• **Records for this task**
★ ★ ★ ★
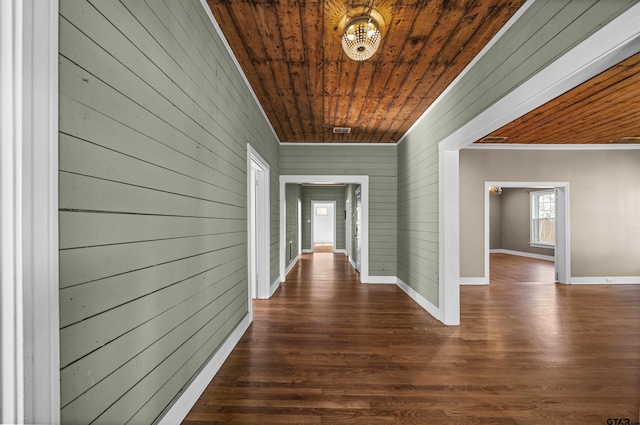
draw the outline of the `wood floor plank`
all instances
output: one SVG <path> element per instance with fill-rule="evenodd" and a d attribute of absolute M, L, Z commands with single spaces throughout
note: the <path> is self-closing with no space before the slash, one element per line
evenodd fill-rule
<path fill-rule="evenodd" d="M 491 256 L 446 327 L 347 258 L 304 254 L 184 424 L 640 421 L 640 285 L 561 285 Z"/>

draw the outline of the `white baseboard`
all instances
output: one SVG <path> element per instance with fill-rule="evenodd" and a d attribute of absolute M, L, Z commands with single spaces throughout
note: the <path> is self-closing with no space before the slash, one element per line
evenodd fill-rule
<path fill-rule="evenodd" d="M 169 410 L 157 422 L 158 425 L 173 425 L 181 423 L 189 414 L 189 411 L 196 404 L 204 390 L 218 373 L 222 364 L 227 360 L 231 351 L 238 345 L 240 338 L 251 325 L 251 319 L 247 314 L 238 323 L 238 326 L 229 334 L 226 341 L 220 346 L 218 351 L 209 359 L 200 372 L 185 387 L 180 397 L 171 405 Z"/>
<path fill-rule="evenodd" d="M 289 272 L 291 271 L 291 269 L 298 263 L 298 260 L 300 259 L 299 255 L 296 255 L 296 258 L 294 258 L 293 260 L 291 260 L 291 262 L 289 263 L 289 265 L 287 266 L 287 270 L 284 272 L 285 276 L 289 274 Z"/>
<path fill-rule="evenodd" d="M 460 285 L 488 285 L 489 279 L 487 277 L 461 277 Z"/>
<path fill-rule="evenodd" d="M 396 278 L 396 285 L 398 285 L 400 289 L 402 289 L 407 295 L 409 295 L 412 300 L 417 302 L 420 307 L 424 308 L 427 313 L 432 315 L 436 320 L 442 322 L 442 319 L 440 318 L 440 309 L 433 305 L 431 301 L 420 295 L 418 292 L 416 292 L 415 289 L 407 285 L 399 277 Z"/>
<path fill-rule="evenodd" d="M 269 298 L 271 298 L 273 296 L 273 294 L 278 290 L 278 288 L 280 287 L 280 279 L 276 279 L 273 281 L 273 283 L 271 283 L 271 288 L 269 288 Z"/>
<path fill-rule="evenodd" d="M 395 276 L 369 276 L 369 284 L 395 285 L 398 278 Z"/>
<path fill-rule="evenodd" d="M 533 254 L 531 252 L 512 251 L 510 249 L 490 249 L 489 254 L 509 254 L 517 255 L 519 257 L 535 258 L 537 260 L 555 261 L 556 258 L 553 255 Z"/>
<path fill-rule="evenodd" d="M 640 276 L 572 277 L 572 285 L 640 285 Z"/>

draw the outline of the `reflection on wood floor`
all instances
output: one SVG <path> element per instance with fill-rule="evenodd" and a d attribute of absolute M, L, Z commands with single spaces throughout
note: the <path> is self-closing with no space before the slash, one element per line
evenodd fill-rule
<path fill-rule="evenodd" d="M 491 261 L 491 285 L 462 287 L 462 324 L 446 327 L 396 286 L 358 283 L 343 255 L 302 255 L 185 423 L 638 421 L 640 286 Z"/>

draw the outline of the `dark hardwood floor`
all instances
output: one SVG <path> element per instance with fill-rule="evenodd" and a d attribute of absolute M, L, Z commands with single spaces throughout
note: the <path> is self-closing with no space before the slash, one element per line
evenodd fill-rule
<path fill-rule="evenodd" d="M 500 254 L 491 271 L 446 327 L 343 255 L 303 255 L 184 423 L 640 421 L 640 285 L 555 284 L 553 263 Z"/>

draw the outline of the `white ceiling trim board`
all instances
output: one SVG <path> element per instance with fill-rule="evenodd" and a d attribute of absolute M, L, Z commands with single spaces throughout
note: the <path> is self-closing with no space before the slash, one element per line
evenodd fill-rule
★ ★ ★ ★
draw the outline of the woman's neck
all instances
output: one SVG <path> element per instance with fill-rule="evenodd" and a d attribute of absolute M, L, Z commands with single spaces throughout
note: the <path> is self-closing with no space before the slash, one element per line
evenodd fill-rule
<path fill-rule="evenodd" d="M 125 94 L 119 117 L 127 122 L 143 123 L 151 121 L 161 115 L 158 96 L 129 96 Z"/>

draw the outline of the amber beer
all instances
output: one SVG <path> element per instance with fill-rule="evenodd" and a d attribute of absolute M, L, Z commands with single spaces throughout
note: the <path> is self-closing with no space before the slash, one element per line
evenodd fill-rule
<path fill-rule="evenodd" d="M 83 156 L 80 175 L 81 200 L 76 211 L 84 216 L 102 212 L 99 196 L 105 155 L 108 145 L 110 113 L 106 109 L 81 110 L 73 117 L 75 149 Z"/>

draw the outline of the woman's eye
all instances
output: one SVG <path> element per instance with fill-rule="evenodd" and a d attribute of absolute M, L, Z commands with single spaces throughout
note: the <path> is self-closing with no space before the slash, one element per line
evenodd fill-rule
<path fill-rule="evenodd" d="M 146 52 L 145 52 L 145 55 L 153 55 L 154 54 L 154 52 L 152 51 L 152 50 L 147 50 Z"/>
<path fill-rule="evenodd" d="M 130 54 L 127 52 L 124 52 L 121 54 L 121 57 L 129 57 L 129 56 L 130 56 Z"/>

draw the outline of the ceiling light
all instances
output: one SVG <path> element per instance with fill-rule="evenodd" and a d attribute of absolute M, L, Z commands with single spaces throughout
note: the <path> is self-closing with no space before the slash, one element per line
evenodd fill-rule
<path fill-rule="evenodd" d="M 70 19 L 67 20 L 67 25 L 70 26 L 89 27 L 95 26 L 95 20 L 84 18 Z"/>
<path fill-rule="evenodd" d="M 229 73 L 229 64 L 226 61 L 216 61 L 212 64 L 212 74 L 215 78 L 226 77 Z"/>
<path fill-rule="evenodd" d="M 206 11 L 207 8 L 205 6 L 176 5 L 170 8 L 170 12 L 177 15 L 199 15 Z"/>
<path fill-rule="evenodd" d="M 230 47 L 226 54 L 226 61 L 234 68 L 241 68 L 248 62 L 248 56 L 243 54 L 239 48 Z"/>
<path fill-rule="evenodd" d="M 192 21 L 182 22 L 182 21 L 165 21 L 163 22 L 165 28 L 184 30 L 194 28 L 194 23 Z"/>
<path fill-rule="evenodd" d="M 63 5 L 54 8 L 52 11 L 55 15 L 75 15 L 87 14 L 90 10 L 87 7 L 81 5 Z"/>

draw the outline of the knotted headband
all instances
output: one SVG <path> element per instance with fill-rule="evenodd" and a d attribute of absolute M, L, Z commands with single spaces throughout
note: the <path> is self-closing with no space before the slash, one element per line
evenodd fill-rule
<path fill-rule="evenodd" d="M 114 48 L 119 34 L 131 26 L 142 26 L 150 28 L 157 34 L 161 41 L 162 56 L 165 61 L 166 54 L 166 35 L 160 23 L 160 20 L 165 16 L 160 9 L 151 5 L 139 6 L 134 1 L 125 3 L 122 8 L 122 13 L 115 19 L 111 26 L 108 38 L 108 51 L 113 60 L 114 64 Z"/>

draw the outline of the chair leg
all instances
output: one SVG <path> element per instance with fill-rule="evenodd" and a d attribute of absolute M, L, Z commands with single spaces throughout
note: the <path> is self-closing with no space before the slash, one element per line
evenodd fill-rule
★ ★ ★ ★
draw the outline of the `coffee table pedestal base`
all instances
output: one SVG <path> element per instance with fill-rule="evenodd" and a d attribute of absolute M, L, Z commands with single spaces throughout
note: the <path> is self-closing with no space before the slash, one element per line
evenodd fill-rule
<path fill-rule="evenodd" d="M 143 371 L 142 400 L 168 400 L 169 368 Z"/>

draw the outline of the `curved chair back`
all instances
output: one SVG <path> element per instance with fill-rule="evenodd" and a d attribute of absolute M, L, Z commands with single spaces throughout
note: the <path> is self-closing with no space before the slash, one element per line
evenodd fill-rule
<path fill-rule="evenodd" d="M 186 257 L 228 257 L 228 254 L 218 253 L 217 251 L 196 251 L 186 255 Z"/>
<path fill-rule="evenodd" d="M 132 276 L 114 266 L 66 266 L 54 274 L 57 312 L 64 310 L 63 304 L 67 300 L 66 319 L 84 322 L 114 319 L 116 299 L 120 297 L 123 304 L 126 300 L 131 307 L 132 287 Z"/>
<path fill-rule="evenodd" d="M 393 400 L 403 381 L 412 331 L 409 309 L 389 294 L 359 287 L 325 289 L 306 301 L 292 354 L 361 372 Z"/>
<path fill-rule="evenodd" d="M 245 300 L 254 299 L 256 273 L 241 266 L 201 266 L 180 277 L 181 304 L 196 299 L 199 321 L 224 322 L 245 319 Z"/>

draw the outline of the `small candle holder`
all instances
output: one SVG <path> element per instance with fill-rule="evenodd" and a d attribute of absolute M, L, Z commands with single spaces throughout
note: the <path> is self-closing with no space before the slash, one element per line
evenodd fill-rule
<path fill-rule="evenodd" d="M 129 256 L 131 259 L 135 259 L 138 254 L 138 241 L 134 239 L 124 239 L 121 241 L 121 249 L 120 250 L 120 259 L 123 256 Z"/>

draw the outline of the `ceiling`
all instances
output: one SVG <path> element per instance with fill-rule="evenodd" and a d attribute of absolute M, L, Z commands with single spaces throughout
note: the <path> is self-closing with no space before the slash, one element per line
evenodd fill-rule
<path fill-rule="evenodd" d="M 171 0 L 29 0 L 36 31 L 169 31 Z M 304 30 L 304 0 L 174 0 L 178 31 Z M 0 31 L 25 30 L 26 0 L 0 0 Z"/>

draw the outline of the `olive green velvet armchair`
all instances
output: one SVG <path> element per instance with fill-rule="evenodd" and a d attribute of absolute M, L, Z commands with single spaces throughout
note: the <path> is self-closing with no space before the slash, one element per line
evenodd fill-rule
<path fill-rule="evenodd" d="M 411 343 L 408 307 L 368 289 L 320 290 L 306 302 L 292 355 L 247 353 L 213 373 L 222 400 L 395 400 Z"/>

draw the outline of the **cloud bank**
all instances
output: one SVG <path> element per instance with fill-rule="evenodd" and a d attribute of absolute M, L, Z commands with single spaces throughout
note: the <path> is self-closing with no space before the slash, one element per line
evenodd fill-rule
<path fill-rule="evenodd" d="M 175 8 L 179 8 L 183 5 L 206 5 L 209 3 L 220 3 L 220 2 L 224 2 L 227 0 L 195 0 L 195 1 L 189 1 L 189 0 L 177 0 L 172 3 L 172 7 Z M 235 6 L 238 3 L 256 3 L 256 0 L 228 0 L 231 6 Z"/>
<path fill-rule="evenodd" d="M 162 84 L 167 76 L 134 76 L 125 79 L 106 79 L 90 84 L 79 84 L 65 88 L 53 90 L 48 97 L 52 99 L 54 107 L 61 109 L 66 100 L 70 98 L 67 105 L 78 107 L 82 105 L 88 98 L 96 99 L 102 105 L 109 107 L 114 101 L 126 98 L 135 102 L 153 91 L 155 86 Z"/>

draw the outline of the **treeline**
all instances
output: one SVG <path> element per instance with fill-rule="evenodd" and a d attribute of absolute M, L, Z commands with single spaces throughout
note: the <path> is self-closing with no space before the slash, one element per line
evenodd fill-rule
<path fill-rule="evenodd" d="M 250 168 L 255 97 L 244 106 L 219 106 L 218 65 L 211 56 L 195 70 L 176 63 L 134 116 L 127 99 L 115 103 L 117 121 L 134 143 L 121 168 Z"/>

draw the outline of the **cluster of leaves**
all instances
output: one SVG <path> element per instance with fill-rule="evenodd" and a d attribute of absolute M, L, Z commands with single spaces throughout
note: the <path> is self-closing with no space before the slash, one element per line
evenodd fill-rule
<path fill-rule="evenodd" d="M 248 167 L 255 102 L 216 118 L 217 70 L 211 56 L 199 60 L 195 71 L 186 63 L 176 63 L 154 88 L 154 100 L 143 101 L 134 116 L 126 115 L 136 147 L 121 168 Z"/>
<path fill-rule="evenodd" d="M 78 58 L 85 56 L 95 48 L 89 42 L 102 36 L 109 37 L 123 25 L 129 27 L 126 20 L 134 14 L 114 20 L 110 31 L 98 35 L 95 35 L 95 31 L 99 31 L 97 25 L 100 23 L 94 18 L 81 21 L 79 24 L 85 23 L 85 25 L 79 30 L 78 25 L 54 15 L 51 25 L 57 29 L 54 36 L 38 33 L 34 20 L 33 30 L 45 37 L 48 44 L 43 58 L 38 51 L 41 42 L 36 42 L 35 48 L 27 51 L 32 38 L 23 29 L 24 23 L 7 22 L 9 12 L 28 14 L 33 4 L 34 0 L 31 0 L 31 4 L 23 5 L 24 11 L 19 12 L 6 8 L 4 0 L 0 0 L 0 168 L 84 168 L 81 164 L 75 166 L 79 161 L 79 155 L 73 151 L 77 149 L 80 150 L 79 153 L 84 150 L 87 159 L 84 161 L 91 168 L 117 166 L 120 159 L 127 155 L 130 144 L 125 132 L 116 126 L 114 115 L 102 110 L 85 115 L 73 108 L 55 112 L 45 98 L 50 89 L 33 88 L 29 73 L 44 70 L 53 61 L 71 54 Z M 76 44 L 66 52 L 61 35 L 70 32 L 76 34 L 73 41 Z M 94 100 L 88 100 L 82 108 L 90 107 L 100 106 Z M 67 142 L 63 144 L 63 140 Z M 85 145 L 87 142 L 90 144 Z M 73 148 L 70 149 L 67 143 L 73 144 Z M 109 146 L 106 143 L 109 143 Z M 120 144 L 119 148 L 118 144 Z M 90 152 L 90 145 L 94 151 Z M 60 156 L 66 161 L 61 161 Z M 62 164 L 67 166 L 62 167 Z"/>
★ ★ ★ ★
• **Given task**
Rescale the lines between the one containing "draw the outline of the **cloud bank**" and the one containing "162 84 L 167", inclusive, and give only those lines, requests included. Multiply each coordinate in the answer paths by 0.95 and round to whole numbers, with halves rounded up.

• **Written solution**
draw the outline of the **cloud bank**
all instances
output: one SVG <path> element per instance with fill-rule="evenodd" and a d attribute of absolute M, L, Z commands with single spaces throughout
note: the <path> is self-closing with no space before the slash, one element per line
evenodd fill-rule
<path fill-rule="evenodd" d="M 166 8 L 170 8 L 174 5 L 196 5 L 199 3 L 209 3 L 209 2 L 213 2 L 216 0 L 185 0 L 185 1 L 180 1 L 180 0 L 168 0 L 163 3 L 163 7 Z M 223 6 L 226 3 L 243 3 L 243 0 L 217 0 L 219 6 Z"/>
<path fill-rule="evenodd" d="M 154 80 L 159 72 L 127 72 L 119 75 L 101 75 L 86 80 L 75 80 L 62 84 L 50 86 L 46 92 L 49 94 L 51 102 L 58 104 L 63 95 L 67 93 L 64 100 L 74 102 L 78 100 L 84 93 L 91 94 L 97 100 L 104 102 L 108 96 L 120 93 L 128 97 L 145 86 L 147 82 Z"/>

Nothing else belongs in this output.